- **Activity**: Reprint all of the data below exactly as shown and skip every image.

- **Provided information**:
# # # # #

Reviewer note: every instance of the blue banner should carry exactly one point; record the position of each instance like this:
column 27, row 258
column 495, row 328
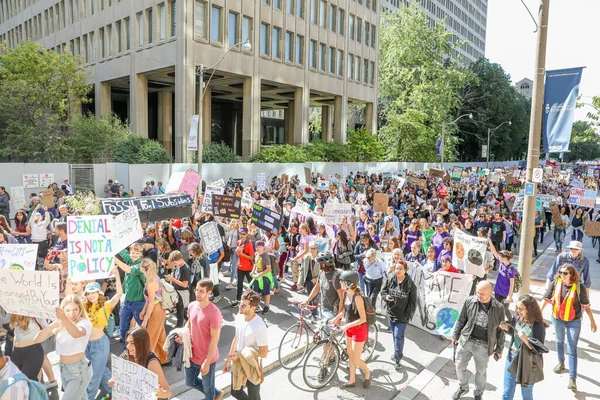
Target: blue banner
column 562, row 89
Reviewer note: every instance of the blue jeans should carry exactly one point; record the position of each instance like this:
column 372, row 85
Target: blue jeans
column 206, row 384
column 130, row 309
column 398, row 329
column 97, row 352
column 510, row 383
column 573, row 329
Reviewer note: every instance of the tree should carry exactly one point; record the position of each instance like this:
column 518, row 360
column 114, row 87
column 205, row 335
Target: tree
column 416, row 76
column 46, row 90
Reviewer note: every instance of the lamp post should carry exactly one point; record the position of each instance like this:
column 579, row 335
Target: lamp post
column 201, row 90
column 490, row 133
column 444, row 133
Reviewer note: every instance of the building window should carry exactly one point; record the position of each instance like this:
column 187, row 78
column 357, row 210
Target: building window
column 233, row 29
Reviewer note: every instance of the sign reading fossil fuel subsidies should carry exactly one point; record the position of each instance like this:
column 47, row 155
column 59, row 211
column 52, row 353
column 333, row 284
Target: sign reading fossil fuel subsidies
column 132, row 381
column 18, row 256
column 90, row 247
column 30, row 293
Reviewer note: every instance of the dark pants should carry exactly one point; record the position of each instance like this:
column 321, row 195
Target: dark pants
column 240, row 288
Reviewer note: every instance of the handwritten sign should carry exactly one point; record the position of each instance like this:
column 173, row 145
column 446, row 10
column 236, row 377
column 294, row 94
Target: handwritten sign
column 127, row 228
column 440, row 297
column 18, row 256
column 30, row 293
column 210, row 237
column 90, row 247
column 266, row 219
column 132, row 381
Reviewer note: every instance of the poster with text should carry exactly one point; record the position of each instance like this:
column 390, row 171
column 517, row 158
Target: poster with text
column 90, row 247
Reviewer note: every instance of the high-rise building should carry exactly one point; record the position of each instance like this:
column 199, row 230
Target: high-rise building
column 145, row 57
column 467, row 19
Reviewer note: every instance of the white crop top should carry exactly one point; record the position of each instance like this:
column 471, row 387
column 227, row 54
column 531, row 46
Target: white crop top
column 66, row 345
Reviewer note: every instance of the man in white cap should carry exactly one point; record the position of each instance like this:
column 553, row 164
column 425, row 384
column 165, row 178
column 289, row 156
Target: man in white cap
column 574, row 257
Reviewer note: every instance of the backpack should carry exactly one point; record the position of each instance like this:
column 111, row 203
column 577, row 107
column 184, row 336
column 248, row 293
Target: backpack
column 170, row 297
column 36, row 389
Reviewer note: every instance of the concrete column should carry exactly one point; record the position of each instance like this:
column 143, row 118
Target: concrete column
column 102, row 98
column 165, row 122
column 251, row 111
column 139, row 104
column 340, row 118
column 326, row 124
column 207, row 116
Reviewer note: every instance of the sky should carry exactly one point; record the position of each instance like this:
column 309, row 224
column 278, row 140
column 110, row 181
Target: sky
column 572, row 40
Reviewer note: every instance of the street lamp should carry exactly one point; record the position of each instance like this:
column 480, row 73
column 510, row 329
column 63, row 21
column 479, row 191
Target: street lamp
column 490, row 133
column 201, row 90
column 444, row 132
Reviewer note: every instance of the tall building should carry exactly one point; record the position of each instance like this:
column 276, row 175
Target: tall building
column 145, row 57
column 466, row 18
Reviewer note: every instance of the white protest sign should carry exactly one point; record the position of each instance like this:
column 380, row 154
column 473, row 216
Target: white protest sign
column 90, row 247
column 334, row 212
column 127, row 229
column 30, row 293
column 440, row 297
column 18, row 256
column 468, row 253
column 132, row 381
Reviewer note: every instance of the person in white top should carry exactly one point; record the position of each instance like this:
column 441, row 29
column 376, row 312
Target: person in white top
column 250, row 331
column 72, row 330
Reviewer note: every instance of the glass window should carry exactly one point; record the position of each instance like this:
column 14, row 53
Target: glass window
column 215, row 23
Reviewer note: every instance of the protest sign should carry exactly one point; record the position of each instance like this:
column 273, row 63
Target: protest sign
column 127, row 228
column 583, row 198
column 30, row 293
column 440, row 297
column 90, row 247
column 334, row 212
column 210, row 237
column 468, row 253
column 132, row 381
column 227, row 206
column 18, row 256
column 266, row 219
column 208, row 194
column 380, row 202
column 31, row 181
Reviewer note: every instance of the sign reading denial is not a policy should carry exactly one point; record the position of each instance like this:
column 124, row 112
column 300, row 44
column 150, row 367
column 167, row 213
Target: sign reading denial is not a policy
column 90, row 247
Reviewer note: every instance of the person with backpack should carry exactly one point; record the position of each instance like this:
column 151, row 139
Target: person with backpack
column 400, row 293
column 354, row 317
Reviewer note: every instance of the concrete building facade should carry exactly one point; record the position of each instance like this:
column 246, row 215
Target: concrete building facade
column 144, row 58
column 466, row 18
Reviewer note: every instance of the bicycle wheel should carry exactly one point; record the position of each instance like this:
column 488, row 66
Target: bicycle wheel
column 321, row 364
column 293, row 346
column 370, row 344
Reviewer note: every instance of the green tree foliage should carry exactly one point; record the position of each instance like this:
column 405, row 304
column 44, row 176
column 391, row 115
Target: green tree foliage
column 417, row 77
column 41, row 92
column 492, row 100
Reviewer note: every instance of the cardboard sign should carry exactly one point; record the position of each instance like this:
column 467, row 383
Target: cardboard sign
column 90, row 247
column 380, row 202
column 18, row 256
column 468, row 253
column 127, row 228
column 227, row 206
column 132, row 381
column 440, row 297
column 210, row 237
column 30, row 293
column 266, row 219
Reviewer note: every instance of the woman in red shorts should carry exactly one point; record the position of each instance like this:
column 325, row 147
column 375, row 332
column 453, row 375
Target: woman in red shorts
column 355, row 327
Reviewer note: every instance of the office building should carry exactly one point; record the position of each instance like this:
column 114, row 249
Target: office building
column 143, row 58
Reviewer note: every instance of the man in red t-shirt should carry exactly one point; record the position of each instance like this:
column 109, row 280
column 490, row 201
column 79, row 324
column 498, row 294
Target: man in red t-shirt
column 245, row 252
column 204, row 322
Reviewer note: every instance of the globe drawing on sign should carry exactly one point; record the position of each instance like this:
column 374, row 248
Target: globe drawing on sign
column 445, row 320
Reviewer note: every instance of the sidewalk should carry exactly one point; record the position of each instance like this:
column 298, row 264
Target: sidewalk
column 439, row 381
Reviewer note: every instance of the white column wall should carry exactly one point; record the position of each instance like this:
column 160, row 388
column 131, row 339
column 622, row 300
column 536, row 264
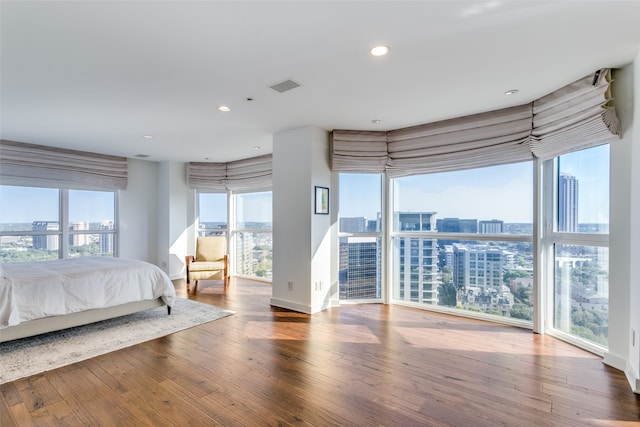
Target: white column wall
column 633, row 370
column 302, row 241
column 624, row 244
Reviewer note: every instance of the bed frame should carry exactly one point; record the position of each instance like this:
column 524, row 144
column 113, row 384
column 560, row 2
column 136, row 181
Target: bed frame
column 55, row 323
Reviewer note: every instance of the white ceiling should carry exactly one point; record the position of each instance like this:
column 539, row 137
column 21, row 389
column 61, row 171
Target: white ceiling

# # # # #

- **Answer to this task**:
Reviewer note: every instance of the blue banner should carry exactly one point; record the position of each instance like this:
column 27, row 258
column 495, row 328
Target: blue banner
column 562, row 89
Reviewer note: every instance of the blue jeans should carry exactly one point; record the position of each instance like this:
column 372, row 85
Target: blue jeans
column 206, row 384
column 130, row 309
column 398, row 329
column 97, row 352
column 510, row 383
column 573, row 329
Reviewer note: every instance of the tree should carry exactly one point; record the position of each instance like this:
column 518, row 360
column 114, row 87
column 205, row 335
Target: tree
column 416, row 76
column 46, row 90
Reviewer note: every instance of the lamp post should carry exactly one point; record the position of each instance like this:
column 579, row 335
Target: lamp post
column 201, row 90
column 490, row 133
column 444, row 133
Reviewer note: every instance of the building window should carry exactly one point; record the position of each instance like this:
column 187, row 78
column 357, row 210
Target: building window
column 233, row 29
Reviewer note: every instance of the sign reading fossil fuel subsidies should carry exactly one point; record the position of each instance like this:
column 47, row 155
column 59, row 211
column 52, row 353
column 333, row 284
Target: sign reading fossil fuel subsidies
column 132, row 381
column 18, row 256
column 90, row 247
column 30, row 293
Reviewer note: every instance of the dark pants should carry exactly one point; record the position of each instance like this:
column 321, row 195
Target: dark pants
column 240, row 288
Reviewer note: every instance of the handwritten sign should carry exactly one point; record the position of each instance like this:
column 173, row 145
column 446, row 10
column 236, row 377
column 294, row 94
Target: handwritten sign
column 127, row 228
column 440, row 297
column 18, row 256
column 30, row 293
column 210, row 237
column 90, row 247
column 266, row 219
column 132, row 381
Reviewer note: every instance of the poster with text should carry exactly one point; record the position of each instance like this:
column 390, row 171
column 517, row 158
Target: poster with text
column 90, row 247
Reviewer note: every instance of the high-rise building should carry exactly one point; record the position of each instance like this:
column 199, row 230
Target: high-rise building
column 145, row 57
column 467, row 19
Reviewer note: every instance of the white crop top should carry exactly one point; record the position of each instance like this:
column 471, row 387
column 227, row 54
column 531, row 46
Target: white crop top
column 66, row 345
Reviewer note: every instance of the man in white cap should carry exactly one point; record the position of each instance like this:
column 553, row 164
column 425, row 384
column 165, row 178
column 289, row 156
Target: man in white cap
column 574, row 257
Reviewer note: every instance of the backpack should carry exactly one point; record the position of each instance like this:
column 111, row 203
column 577, row 107
column 184, row 336
column 248, row 293
Target: backpack
column 170, row 297
column 36, row 389
Reviewer note: every instance of the concrete column should carry exactly one point; record the position of each instance like this:
column 143, row 118
Target: concrete column
column 102, row 98
column 165, row 122
column 251, row 111
column 139, row 104
column 340, row 118
column 326, row 124
column 207, row 116
Reviewer note: every instance of the sky should carry exactly one point; record the position of each instance like this:
column 309, row 224
column 278, row 140
column 110, row 181
Target: sky
column 572, row 40
Reviewer note: every instance of the street lamp should carry exactly one point; record the position of each instance like this:
column 480, row 73
column 510, row 329
column 63, row 21
column 479, row 191
Target: street lamp
column 490, row 133
column 201, row 90
column 444, row 132
Reviewer note: every instance of the tall building should carry exactly one point; record the position of each instance like this:
column 276, row 175
Target: tall building
column 145, row 57
column 466, row 18
Reviewer note: every instance of the white protest sign should carry exactly one point; record the position of each instance like this:
column 380, row 154
column 473, row 216
Target: white protest sign
column 90, row 247
column 334, row 212
column 127, row 229
column 30, row 293
column 440, row 297
column 18, row 256
column 468, row 253
column 132, row 381
Reviewer note: every instance of the person in white top should carry exactly one point; record the position of each instance like this:
column 441, row 29
column 376, row 312
Target: person in white top
column 250, row 331
column 72, row 330
Reviewer note: every instance of the glass window should carry exactly one point; record the position of each instance like this:
column 14, row 53
Target: glass window
column 215, row 23
Reviewer note: every instance of the protest sign should carry exactly one point; record the position of each instance like this:
column 273, row 63
Target: protest sign
column 127, row 228
column 583, row 198
column 30, row 293
column 440, row 297
column 90, row 247
column 334, row 212
column 210, row 237
column 468, row 253
column 132, row 381
column 227, row 206
column 18, row 256
column 266, row 219
column 208, row 194
column 380, row 202
column 31, row 181
Reviewer note: every instance of the sign reading denial is not a policy should carry exactly one point; record the position of each instance like this:
column 124, row 112
column 300, row 44
column 150, row 367
column 167, row 213
Target: sign reading denial is not a policy
column 90, row 247
Reviewer note: every instance of the person with backpack should carry exactly one point; record the position of each instance like this:
column 151, row 139
Target: person with backpack
column 400, row 293
column 354, row 317
Reviewer note: every instance of the concrete building facade should carry exactly one point; record the position of each instance like this:
column 246, row 215
Target: concrete building facade
column 144, row 58
column 466, row 18
Reviewer note: every instance of the bicycle wheel should carry exactly one point; record the position of each instance like this:
column 488, row 66
Target: bicycle wheel
column 321, row 364
column 293, row 346
column 370, row 344
Reviewer note: every instance of the green tree foliage should carry exactly one point; record the position of each instance like this:
column 405, row 304
column 44, row 176
column 391, row 115
Target: green tree foliage
column 417, row 77
column 41, row 92
column 492, row 100
Reviewer note: every instance of the cardboard sign should carry exactly one point; record the position of each instance like this:
column 467, row 383
Target: cardboard sign
column 90, row 247
column 380, row 202
column 18, row 256
column 468, row 253
column 127, row 228
column 227, row 206
column 132, row 381
column 440, row 297
column 210, row 237
column 30, row 293
column 266, row 219
Reviewer note: every instance of the woman in red shorts should carry exactly one point; record the position of each instance like this:
column 325, row 147
column 375, row 332
column 453, row 375
Target: woman in red shorts
column 355, row 327
Reviewer note: every instance of the office building should carry exactly one point; record the position of each instance like this:
column 114, row 249
Target: office building
column 143, row 58
Reviewer note: every instance of the man in red t-shirt should carry exactly one point; record the position of each instance like this:
column 109, row 280
column 490, row 201
column 79, row 324
column 498, row 294
Target: man in red t-shirt
column 245, row 252
column 204, row 322
Reviewer note: every instance of the globe drawing on sign should carry exactly one point; record the position of each instance like this:
column 374, row 248
Target: globe drawing on sign
column 445, row 320
Reviewer note: every instance of the sidewalk should carry exactly one point; record the position of each instance like this:
column 298, row 264
Target: sidewalk
column 439, row 381
Reviewer note: every instance of the white column wall should carry exactly one point; record the position of each instance like this:
column 160, row 388
column 131, row 339
column 622, row 300
column 536, row 264
Target: white column wall
column 633, row 370
column 302, row 241
column 624, row 244
Reviewer note: every instance of the bed frame should carry exactly one point; record the position of each instance like this:
column 524, row 144
column 113, row 384
column 560, row 2
column 136, row 181
Target: bed frame
column 55, row 323
Reviewer note: every instance of the white ceiling should carry exactly one point; record the position of each instance like this:
column 539, row 137
column 21, row 389
column 61, row 171
Target: white ceiling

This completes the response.